Exercise:
Find every line in the rows below that contains the word "trace", and copy each one.
── Exercise data ──
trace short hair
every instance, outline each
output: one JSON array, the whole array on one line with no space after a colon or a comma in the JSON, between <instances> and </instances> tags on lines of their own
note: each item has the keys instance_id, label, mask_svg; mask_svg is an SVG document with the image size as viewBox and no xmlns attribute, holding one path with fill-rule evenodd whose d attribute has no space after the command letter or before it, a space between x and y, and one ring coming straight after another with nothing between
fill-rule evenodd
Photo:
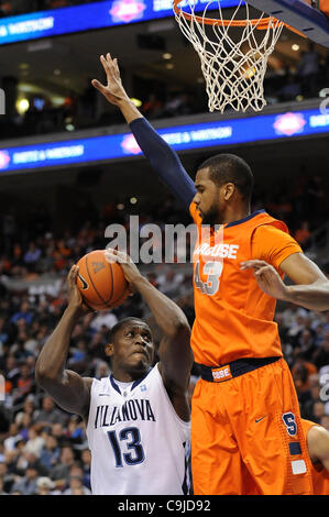
<instances>
[{"instance_id":1,"label":"short hair","mask_svg":"<svg viewBox=\"0 0 329 517\"><path fill-rule=\"evenodd\" d=\"M209 168L209 178L219 187L233 183L241 196L250 200L254 186L254 177L250 166L235 154L217 154L206 160L198 169Z\"/></svg>"},{"instance_id":2,"label":"short hair","mask_svg":"<svg viewBox=\"0 0 329 517\"><path fill-rule=\"evenodd\" d=\"M144 324L147 324L145 321L143 321L141 318L136 318L134 316L130 316L128 318L123 318L122 320L118 321L118 323L116 323L111 330L110 330L110 334L109 334L109 343L112 343L116 339L116 334L117 332L119 332L119 330L121 329L121 327L123 327L125 323L128 323L129 321L138 321L139 323L144 323Z\"/></svg>"}]
</instances>

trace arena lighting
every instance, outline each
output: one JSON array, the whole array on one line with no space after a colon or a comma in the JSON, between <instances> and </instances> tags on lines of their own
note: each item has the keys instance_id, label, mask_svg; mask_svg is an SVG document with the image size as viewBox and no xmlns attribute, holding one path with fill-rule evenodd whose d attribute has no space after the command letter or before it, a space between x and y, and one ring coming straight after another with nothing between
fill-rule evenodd
<instances>
[{"instance_id":1,"label":"arena lighting","mask_svg":"<svg viewBox=\"0 0 329 517\"><path fill-rule=\"evenodd\" d=\"M157 130L177 152L296 136L329 134L329 114L319 109L232 118ZM0 148L0 173L32 170L142 156L131 133ZM132 170L133 174L133 170Z\"/></svg>"},{"instance_id":2,"label":"arena lighting","mask_svg":"<svg viewBox=\"0 0 329 517\"><path fill-rule=\"evenodd\" d=\"M20 114L26 113L26 111L30 108L30 101L29 99L19 99L17 101L17 110Z\"/></svg>"},{"instance_id":3,"label":"arena lighting","mask_svg":"<svg viewBox=\"0 0 329 517\"><path fill-rule=\"evenodd\" d=\"M143 103L140 99L135 99L134 97L132 97L130 100L135 105L136 108L140 108Z\"/></svg>"}]
</instances>

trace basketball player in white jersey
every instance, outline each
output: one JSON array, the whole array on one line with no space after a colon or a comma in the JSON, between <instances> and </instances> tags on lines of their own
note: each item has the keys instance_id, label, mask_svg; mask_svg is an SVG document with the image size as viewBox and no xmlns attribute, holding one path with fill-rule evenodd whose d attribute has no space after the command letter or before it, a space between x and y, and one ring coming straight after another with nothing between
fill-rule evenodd
<instances>
[{"instance_id":1,"label":"basketball player in white jersey","mask_svg":"<svg viewBox=\"0 0 329 517\"><path fill-rule=\"evenodd\" d=\"M152 367L154 343L149 326L125 318L110 332L106 354L110 377L81 377L65 369L78 318L88 309L76 286L78 267L67 278L68 307L36 363L36 382L68 413L86 422L91 450L94 495L184 495L188 493L188 384L193 365L190 329L179 307L141 276L128 255L121 262L131 288L149 305L164 338Z\"/></svg>"}]
</instances>

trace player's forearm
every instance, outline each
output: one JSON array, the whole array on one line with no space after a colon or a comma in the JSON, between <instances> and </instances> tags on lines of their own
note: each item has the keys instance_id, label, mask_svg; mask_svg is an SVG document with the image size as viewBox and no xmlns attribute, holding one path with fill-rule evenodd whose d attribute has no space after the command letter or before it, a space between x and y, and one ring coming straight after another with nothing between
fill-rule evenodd
<instances>
[{"instance_id":1,"label":"player's forearm","mask_svg":"<svg viewBox=\"0 0 329 517\"><path fill-rule=\"evenodd\" d=\"M118 107L121 110L121 113L124 117L124 120L128 124L133 122L136 119L142 119L143 116L135 107L135 105L130 100L128 96L125 96L119 103Z\"/></svg>"},{"instance_id":2,"label":"player's forearm","mask_svg":"<svg viewBox=\"0 0 329 517\"><path fill-rule=\"evenodd\" d=\"M196 188L177 153L144 117L132 120L130 129L153 170L188 210Z\"/></svg>"},{"instance_id":3,"label":"player's forearm","mask_svg":"<svg viewBox=\"0 0 329 517\"><path fill-rule=\"evenodd\" d=\"M329 282L321 279L308 285L287 286L285 300L310 310L328 310Z\"/></svg>"},{"instance_id":4,"label":"player's forearm","mask_svg":"<svg viewBox=\"0 0 329 517\"><path fill-rule=\"evenodd\" d=\"M70 336L78 317L79 312L68 307L56 329L43 345L35 367L35 378L40 386L45 387L52 382L61 383L67 361Z\"/></svg>"},{"instance_id":5,"label":"player's forearm","mask_svg":"<svg viewBox=\"0 0 329 517\"><path fill-rule=\"evenodd\" d=\"M189 324L183 310L150 282L140 277L134 284L156 321L156 324L168 338L174 338L182 330L189 332Z\"/></svg>"}]
</instances>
───
Response below:
trace short hair
trace arena lighting
trace basketball player in white jersey
trace player's forearm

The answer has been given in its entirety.